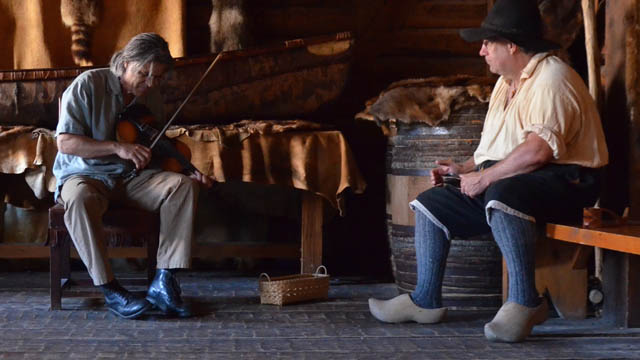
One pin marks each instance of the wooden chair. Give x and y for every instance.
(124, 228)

==

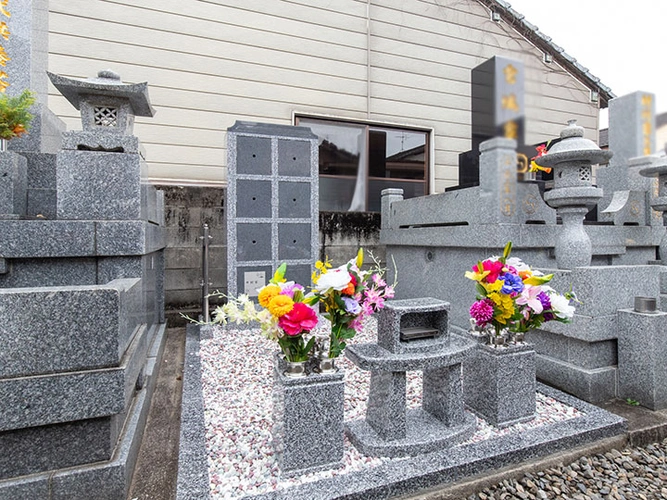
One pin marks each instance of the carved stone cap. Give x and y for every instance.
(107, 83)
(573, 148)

==

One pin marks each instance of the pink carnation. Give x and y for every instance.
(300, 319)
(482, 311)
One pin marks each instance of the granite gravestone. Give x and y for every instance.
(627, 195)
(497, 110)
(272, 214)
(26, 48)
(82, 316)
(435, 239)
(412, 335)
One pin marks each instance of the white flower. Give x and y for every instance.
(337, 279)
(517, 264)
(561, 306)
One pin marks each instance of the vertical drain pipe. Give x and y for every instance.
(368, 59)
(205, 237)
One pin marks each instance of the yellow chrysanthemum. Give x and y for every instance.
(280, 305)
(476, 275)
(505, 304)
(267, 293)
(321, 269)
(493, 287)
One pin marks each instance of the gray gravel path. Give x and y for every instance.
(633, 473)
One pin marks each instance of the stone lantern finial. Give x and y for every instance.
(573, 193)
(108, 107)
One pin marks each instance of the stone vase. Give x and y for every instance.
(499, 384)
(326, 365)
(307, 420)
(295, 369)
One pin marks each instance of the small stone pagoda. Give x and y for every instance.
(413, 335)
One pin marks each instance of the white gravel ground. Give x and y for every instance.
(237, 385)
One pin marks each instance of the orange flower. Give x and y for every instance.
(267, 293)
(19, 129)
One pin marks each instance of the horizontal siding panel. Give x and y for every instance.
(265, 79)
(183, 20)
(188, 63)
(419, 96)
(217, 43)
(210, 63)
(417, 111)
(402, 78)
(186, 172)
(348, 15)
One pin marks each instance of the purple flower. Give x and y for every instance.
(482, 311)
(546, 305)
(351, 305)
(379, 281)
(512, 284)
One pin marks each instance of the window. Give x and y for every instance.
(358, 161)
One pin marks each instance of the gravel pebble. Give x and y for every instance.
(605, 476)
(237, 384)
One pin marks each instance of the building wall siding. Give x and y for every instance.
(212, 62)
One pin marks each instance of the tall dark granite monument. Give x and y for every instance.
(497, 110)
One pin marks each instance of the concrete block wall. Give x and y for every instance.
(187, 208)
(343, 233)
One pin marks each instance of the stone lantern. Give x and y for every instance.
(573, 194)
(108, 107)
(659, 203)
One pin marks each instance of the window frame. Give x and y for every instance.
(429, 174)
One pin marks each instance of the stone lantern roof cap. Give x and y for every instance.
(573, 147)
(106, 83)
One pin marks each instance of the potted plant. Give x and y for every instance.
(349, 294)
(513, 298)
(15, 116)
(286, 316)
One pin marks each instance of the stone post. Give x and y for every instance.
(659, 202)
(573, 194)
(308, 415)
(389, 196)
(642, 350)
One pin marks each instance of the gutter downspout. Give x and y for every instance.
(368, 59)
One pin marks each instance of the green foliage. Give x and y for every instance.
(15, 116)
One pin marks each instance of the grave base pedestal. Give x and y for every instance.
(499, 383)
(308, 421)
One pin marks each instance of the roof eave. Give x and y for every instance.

▶ **Exercise aim**
Reproduce the part of the records that opens with the line containing "One pin marks each instance of the window frame." and closes with the line containing "One pin marks each instance of the roof", including both of those lines.

▶ **Result of the exercise**
One pin marks each instance of the window frame. Give x and y for every instance.
(429, 174)
One pin marks each instance of the stone lantern roof cap. Give x and y for every instance.
(573, 147)
(106, 83)
One pin marks each instance of the potted plant. Give x and y for every instance.
(349, 294)
(513, 298)
(15, 116)
(286, 316)
One pin marks each instance of the stone post. Give x and y for every instance.
(659, 202)
(573, 194)
(308, 415)
(389, 196)
(642, 350)
One pin marks each instance of the gutter downspout. Give x and y for every instance.
(368, 59)
One pin marks each instance of the green foliage. Give x and y for every instance.
(15, 116)
One pin marks each instance of the grave base pedestal. Give x and y for every instance.
(499, 383)
(308, 421)
One pin marks each instance of the roof eave. Give x and y for every instance.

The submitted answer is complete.